● INSTRUCTIONS FOR THE TASK
Rewrite the paragraph of the abstract below that begins "Network security has always been an important issue" in a shorter form, keeping its main facts.

Abstract

Network security has always been an important issue and its application is ready to perform powerful pattern matching to protect against virus attacks, spam and Trojan horses. However, attacks such as spam, spyware, worms, viruses, and phishing target the application layer rather than the network layer. Therefore, traditional firewalls no longer provide enough protection. However, the solutions in the literature for firewalls are not scalable, and they do not address the difficulty of an antivirus. The goal is to provide a systematic virus detection software solution for network security for computer systems. Instead of placing entire matching patterns on a chip, our solution is based on an antivirus processor that works as much of the filtering information as possible onto a reference memory. The infrequently accessing off-reference data to make the matching mechanism scalable to large pattern sets. In the first stage, the filtering engine can filter out more than 93.1% of data as safe, using a merged shift table. Only 6.9% or less of potentially unsafe data must be precisely checked in the second stage by the exact-matching engine from off-reference memory. In addition to that Dual port BITCAM processing program is used along with the Exact Matching Engine and Bloom Filter process. This Dual port BITCAM processes next to the exact matching engine and bloom filter process. This Dual port BITCAM process is placed exclusively for obtaining higher throughput. To reduce the memory gap and to improve the performance, we also propose three algorithms are used: 1) a skipping algorithm; 2) a cache method; and 3) a prefetching mechanism. Keywords--Algorithmic Attacks Embedded System, Memory Gap, Network Security, and Virus Detection.

● PROVIDED MATERIAL
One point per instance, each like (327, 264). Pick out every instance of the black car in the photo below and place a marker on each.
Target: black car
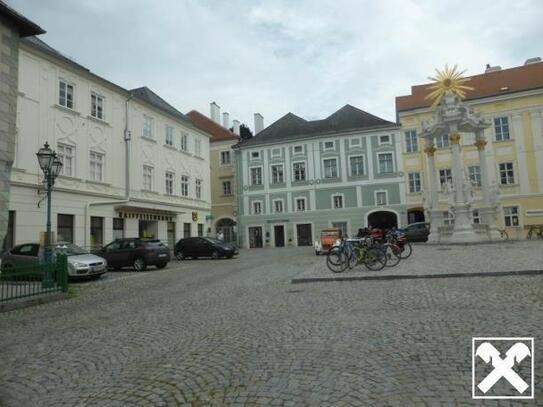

● ANSWER SPACE
Attacks such as spam, spyware, worms, viruses and phishing target the application layer rather than the network layer, so traditional firewalls no longer give enough protection. Firewall solutions in the literature are not scalable and do not address the difficulty of an antivirus. The goal is a systematic virus detection software solution for computer network security. Instead of placing all matching patterns on a chip, the solution uses an antivirus processor that puts as much filtering information as possible onto a reference memory. In the first stage, a filtering engine using a merged shift table filters out more than 93.1% of data as safe. Only 6.9% or less must be checked precisely in the second stage by the exact-matching engine from off-reference memory. A dual port BITCAM process works alongside the exact-matching engine and Bloom filter to obtain higher throughput. To reduce the memory gap and improve performance, three algorithms are proposed: a skipping algorithm, a cache method and a prefetching mechanism.